## 任务列表
A - 请把所给原文中从“春正月丁亥,以右補闕石熙載為兵部員外郎,樞密直學士。”开始、到“遣常參官分督諸州軍儲赴太原。”结束的那部分原样打印出来。
B - 在所给原文中,曹彬认为宋太祖当年攻打太原中途停止,原因是什么?

## 所给原文
=-=-=

春正月丁亥,以右補闕石熙載為兵部員外郎,樞密直學士。

命太子中允直舍人院張洎、著作佐郎直史館華陽勾中正使高麗。

上初即位,謂齊王廷美曰:「太原我必取之。」及議致討,召樞密使曹彬問曰:「周世宗及我太祖皆親征太原,以當時兵力而不能克,何也?豈城壁堅完不可近乎?」彬對曰:「世宗時,史超敗於石嶺關,人情震恐,故師還。太祖頓兵甘草地中,軍人多被腹疾,因是中止,非城壘不可近也。」上曰:「我今舉兵,卿以為何如?」彬曰:「國家兵甲精銳,人心忻戴,若行吊伐,如摧枯拉朽耳,何有不可哉。」上意遂決。宰相薛居正等曰:「昔世宗起兵,太原倚北戎之援,堅壁不戰,以致師老而歸。及太祖破敵於雁門關南[1],盡驅其人民分布河、洛之間,雖巢穴尚存,而危困已甚。得之不足以闢土,舍之不足以為患,願陛下熟慮之。」上曰:「今者事同而勢異,彼弱而我強。昔先帝破此敵,徙其人而空其地者,正為今日事也。朕計決矣,卿等勿複言。」乃先遣常參官分督諸州軍儲赴太原。

=-=-=

## 给定数据
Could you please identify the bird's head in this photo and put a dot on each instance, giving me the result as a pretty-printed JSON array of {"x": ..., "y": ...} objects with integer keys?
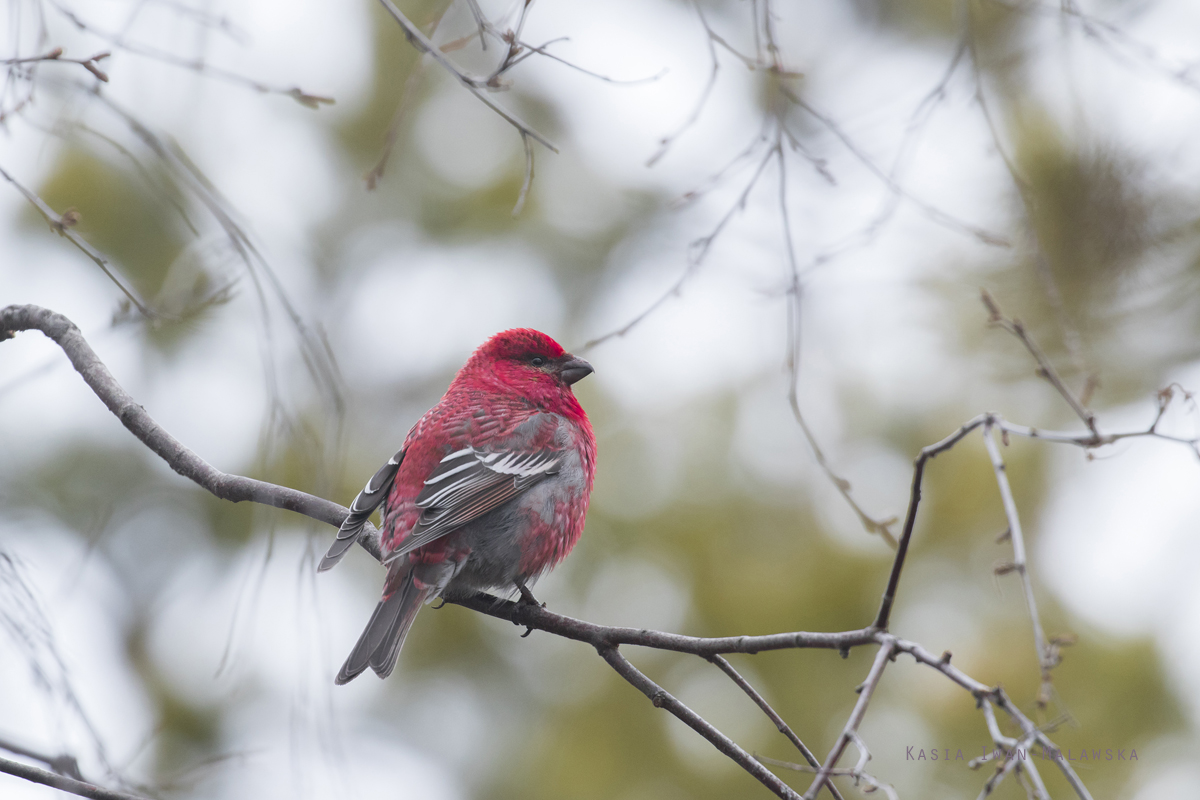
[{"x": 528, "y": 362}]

=-=-=

## 参考解答
A -
春正月丁亥,以右補闕石熙載為兵部員外郎,樞密直學士。

命太子中允直舍人院張洎、著作佐郎直史館華陽勾中正使高麗。

上初即位,謂齊王廷美曰:「太原我必取之。」及議致討,召樞密使曹彬問曰:「周世宗及我太祖皆親征太原,以當時兵力而不能克,何也?豈城壁堅完不可近乎?」彬對曰:「世宗時,史超敗於石嶺關,人情震恐,故師還。太祖頓兵甘草地中,軍人多被腹疾,因是中止,非城壘不可近也。」上曰:「我今舉兵,卿以為何如?」彬曰:「國家兵甲精銳,人心忻戴,若行吊伐,如摧枯拉朽耳,何有不可哉。」上意遂決。宰相薛居正等曰:「昔世宗起兵,太原倚北戎之援,堅壁不戰,以致師老而歸。及太祖破敵於雁門關南[1],盡驅其人民分布河、洛之間,雖巢穴尚存,而危困已甚。得之不足以闢土,舍之不足以為患,願陛下熟慮之。」上曰:「今者事同而勢異,彼弱而我強。昔先帝破此敵,徙其人而空其地者,正為今日事也。朕計決矣,卿等勿複言。」乃先遣常參官分督諸州軍儲赴太原。

B - 太祖驻兵甘草地中,军人多患腹疾,因此中止,并非城垒不可接近。